— begin Supplied material —

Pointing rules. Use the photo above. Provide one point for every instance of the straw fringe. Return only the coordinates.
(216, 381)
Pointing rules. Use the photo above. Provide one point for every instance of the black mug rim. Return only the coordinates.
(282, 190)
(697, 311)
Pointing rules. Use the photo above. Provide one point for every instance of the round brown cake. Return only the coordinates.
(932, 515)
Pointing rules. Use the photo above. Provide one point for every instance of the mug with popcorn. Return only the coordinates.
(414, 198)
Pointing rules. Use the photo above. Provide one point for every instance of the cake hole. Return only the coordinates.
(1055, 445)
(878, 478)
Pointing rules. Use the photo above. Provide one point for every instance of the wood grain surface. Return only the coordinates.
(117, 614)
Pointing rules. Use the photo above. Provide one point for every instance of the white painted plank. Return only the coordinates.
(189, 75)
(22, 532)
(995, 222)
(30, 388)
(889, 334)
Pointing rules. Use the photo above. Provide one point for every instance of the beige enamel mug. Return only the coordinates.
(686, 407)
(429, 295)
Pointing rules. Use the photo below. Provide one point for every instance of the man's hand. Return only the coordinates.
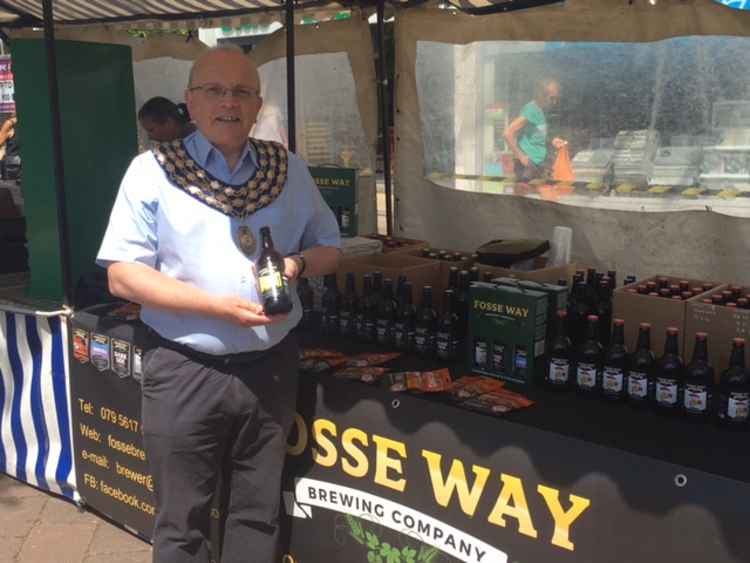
(292, 267)
(241, 312)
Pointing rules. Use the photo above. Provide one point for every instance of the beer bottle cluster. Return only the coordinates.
(384, 313)
(612, 373)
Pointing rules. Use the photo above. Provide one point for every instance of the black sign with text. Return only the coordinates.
(377, 477)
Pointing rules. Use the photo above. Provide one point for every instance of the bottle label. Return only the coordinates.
(559, 370)
(738, 406)
(638, 385)
(423, 340)
(666, 392)
(270, 280)
(382, 331)
(612, 380)
(696, 398)
(498, 357)
(480, 353)
(586, 376)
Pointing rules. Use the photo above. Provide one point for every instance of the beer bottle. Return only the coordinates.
(589, 358)
(330, 302)
(615, 371)
(403, 327)
(307, 300)
(734, 389)
(386, 314)
(578, 312)
(349, 308)
(365, 306)
(447, 337)
(699, 381)
(640, 382)
(559, 367)
(274, 288)
(669, 374)
(424, 332)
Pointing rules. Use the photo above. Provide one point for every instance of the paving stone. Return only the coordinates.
(57, 543)
(108, 538)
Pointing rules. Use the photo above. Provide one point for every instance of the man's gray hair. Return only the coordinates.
(229, 47)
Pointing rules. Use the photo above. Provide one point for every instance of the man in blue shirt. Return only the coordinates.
(219, 384)
(526, 136)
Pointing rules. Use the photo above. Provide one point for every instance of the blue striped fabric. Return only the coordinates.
(35, 433)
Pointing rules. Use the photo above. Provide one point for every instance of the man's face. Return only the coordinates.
(225, 120)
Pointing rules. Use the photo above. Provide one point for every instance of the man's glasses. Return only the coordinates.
(216, 92)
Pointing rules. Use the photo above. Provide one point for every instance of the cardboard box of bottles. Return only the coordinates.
(397, 245)
(661, 313)
(722, 325)
(507, 331)
(445, 268)
(338, 186)
(558, 295)
(541, 273)
(418, 271)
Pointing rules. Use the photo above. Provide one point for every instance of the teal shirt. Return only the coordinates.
(533, 138)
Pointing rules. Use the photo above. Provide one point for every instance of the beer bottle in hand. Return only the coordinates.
(669, 374)
(734, 389)
(615, 369)
(273, 286)
(640, 383)
(589, 358)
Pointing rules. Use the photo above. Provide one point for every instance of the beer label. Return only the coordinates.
(121, 357)
(137, 364)
(638, 385)
(559, 369)
(666, 391)
(498, 357)
(480, 353)
(269, 280)
(382, 331)
(100, 351)
(586, 376)
(423, 340)
(81, 345)
(612, 380)
(738, 406)
(696, 398)
(521, 359)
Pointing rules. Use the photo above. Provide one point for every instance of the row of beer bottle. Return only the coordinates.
(640, 378)
(387, 316)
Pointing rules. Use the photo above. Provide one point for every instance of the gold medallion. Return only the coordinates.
(248, 244)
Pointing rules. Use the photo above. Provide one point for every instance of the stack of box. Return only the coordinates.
(507, 331)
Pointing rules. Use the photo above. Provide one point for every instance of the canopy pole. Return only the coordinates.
(290, 86)
(57, 156)
(384, 95)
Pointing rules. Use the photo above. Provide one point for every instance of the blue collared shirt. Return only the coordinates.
(159, 225)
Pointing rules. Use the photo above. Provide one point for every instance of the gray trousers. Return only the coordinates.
(203, 416)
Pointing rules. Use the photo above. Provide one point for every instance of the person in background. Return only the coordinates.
(164, 120)
(219, 385)
(526, 135)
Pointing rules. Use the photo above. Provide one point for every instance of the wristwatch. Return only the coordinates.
(302, 264)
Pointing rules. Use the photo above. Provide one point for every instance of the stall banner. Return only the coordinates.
(378, 477)
(35, 430)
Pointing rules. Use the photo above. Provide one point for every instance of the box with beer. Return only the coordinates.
(661, 301)
(507, 331)
(723, 313)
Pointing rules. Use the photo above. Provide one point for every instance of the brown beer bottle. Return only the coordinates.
(273, 286)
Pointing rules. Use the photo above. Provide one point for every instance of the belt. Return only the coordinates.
(157, 340)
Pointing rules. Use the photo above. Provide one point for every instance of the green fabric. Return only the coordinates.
(533, 138)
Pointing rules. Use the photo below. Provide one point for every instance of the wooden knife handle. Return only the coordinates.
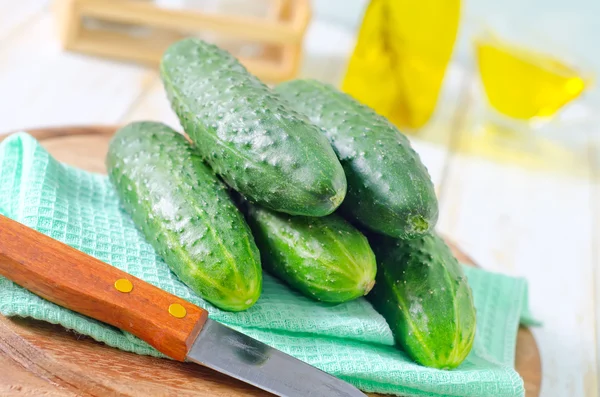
(79, 282)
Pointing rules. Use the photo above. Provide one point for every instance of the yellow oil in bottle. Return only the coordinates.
(524, 84)
(399, 62)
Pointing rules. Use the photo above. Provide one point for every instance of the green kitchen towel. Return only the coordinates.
(351, 340)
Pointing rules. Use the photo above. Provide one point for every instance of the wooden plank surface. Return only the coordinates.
(34, 72)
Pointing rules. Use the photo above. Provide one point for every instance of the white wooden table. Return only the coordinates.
(539, 221)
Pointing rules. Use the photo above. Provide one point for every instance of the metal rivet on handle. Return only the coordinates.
(123, 285)
(176, 310)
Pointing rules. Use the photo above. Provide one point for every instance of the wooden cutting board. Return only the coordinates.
(40, 359)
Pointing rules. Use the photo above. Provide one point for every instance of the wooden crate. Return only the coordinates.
(269, 45)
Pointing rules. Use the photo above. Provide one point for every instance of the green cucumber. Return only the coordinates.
(259, 146)
(422, 292)
(389, 189)
(324, 258)
(184, 211)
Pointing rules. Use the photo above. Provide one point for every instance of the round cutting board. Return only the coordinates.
(40, 359)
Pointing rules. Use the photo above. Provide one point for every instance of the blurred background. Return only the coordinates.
(499, 98)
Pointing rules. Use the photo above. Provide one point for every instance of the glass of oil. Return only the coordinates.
(526, 86)
(523, 83)
(400, 59)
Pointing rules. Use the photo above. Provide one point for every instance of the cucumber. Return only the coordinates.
(389, 189)
(424, 296)
(259, 146)
(186, 214)
(324, 258)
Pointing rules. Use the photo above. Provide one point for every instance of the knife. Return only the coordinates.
(173, 326)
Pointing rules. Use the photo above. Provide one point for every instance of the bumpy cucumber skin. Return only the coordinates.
(389, 189)
(423, 294)
(185, 212)
(324, 258)
(259, 146)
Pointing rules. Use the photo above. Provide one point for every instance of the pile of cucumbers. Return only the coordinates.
(302, 181)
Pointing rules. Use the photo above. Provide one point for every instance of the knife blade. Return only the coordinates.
(173, 326)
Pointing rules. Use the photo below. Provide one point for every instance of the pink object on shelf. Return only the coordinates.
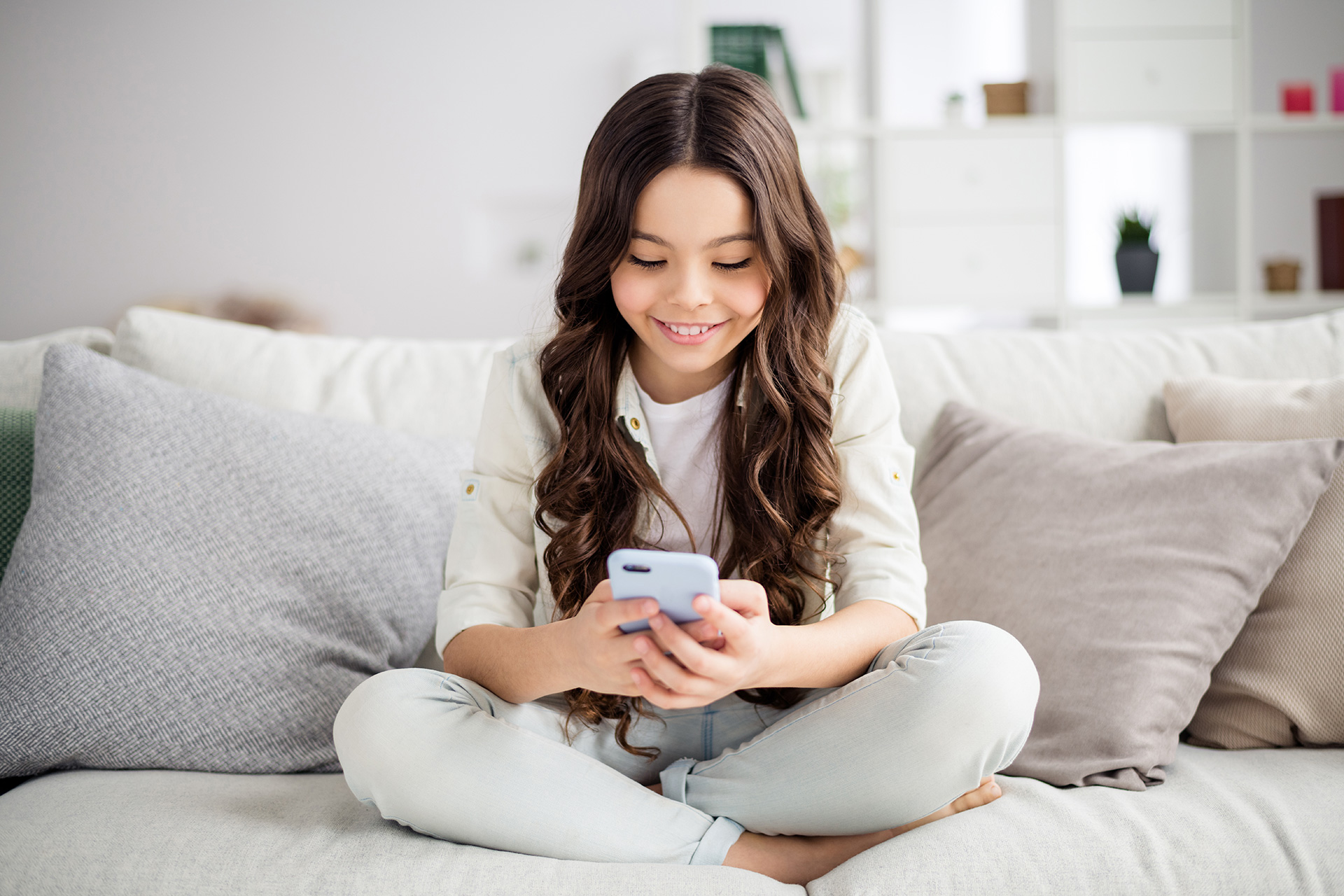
(1298, 97)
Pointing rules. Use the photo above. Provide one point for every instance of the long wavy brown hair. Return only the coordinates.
(780, 476)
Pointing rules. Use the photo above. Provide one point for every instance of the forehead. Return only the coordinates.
(691, 203)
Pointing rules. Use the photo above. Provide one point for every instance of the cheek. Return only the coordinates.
(748, 298)
(634, 295)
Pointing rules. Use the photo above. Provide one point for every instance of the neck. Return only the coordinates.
(667, 386)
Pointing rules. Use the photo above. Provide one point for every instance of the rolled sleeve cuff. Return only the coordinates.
(463, 612)
(894, 593)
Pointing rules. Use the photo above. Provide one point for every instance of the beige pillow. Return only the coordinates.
(1282, 680)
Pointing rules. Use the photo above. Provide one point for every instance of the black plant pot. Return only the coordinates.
(1138, 267)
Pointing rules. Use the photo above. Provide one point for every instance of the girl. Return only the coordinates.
(704, 390)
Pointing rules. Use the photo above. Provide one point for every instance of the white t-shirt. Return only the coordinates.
(686, 444)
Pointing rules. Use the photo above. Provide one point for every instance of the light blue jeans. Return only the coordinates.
(933, 715)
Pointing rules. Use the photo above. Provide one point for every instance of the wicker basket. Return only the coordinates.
(1006, 99)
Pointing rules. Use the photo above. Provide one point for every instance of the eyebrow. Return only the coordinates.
(713, 244)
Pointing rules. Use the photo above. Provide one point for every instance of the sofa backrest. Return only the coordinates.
(1104, 384)
(428, 387)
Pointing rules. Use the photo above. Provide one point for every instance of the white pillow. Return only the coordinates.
(20, 362)
(1102, 384)
(435, 388)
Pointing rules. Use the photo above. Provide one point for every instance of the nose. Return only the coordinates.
(691, 290)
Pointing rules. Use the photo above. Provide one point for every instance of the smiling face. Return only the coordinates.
(691, 284)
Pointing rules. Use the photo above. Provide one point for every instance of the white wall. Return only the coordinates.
(403, 167)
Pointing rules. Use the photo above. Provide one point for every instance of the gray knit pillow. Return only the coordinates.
(1126, 568)
(201, 582)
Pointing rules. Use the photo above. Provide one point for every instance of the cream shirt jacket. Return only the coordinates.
(495, 574)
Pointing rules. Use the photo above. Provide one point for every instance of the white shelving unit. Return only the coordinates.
(974, 218)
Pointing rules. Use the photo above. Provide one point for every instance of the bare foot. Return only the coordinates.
(799, 860)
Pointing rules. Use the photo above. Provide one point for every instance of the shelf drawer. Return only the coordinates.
(980, 265)
(940, 179)
(1151, 14)
(1154, 80)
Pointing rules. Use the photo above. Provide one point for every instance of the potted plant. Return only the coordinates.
(1136, 262)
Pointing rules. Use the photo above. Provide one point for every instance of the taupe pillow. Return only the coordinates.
(1282, 680)
(1126, 568)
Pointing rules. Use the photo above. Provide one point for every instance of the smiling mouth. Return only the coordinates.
(690, 330)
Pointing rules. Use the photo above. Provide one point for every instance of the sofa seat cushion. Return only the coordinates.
(1254, 821)
(185, 832)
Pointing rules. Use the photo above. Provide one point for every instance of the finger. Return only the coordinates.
(668, 672)
(701, 662)
(603, 593)
(745, 597)
(613, 613)
(660, 696)
(701, 630)
(726, 620)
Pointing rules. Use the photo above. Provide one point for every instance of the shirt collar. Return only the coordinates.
(629, 412)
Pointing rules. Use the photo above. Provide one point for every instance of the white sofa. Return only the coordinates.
(1260, 821)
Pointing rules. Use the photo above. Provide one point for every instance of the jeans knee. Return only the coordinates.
(997, 681)
(378, 720)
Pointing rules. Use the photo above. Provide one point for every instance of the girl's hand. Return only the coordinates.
(598, 653)
(696, 675)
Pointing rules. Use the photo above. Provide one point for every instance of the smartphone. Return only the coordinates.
(671, 578)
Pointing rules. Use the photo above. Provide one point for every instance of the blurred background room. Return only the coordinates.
(409, 168)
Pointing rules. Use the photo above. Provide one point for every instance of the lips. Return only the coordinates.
(687, 339)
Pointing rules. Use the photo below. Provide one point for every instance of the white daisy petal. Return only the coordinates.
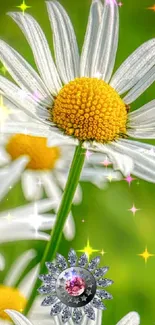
(45, 221)
(4, 157)
(2, 262)
(90, 38)
(140, 86)
(120, 162)
(40, 48)
(29, 209)
(69, 228)
(142, 133)
(20, 264)
(144, 161)
(134, 67)
(28, 282)
(23, 73)
(61, 139)
(22, 100)
(16, 233)
(31, 189)
(143, 115)
(17, 318)
(107, 42)
(12, 175)
(66, 49)
(130, 319)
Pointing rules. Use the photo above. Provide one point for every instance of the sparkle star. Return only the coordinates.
(23, 7)
(133, 210)
(8, 217)
(120, 4)
(102, 252)
(106, 162)
(146, 255)
(152, 8)
(109, 1)
(109, 177)
(88, 250)
(129, 179)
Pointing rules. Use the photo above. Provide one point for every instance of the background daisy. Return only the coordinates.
(117, 231)
(30, 221)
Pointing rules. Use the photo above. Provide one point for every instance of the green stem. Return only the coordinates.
(64, 209)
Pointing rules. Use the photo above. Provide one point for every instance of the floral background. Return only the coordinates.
(104, 215)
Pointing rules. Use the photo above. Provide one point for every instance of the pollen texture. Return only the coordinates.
(10, 298)
(90, 109)
(41, 156)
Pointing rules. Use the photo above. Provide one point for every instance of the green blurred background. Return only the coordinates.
(108, 223)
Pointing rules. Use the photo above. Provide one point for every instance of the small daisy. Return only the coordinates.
(15, 297)
(130, 319)
(46, 168)
(30, 222)
(78, 100)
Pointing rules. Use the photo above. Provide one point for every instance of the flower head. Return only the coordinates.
(78, 99)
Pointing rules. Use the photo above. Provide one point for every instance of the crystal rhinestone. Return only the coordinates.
(72, 257)
(104, 282)
(101, 271)
(61, 261)
(104, 294)
(75, 286)
(52, 268)
(83, 260)
(56, 309)
(97, 303)
(46, 289)
(89, 311)
(47, 278)
(77, 316)
(93, 263)
(49, 300)
(66, 314)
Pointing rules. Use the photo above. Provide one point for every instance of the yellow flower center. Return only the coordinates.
(10, 298)
(90, 109)
(41, 157)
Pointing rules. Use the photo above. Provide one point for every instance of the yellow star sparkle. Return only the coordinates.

— end Supplied material —

Quote only the lines from the line containing "background daisy. Return only the coordinates." through the end of the listing, please, keeping both the first and the last line.

• **Worked solution**
Pointing rules. Use the photo above. Provide one point for every instance of the background daisy. Return only the coordinates.
(117, 231)
(30, 221)
Pointing rules. Use the photo above. Provide one point for every instance of the green stem. Return only the coordinates.
(64, 209)
Pointing rules. Use the photo above. Provide one point for every instance of the floral background. Return only the coordinates.
(104, 215)
Pointing rules. Use the photo above. Provide one point for every instance of the pollen texture. Return only the coordinates.
(10, 298)
(90, 109)
(41, 156)
Pointing rules. Use the photo above. Provide one point for every instance of the green blurred background. Return only the coordinates.
(108, 223)
Pointing rules. Use the photo above. Provide one point for every instance of the small daisy. Return only the coordinates.
(15, 297)
(130, 319)
(46, 168)
(30, 222)
(78, 100)
Pointing rules. Use the photo above. Provide one point for every instance of the flower head. Return only the coordinates.
(78, 99)
Pointing rules. Use the photo above. Provide one point for every instance of the crystal rhinestone. Return only the coordinates.
(72, 257)
(104, 282)
(101, 271)
(61, 261)
(104, 294)
(75, 286)
(52, 268)
(83, 260)
(56, 309)
(97, 303)
(46, 289)
(89, 311)
(47, 278)
(77, 316)
(93, 263)
(49, 300)
(66, 314)
Pointing rules. Use the photo above. Provide one point for every instance of the yellow flower center. Return only the coordinates.
(10, 298)
(90, 109)
(41, 157)
Pointing rules. Use the photo above. Provide one point for every instance of the yellow star sparkle. Return only the coordinates.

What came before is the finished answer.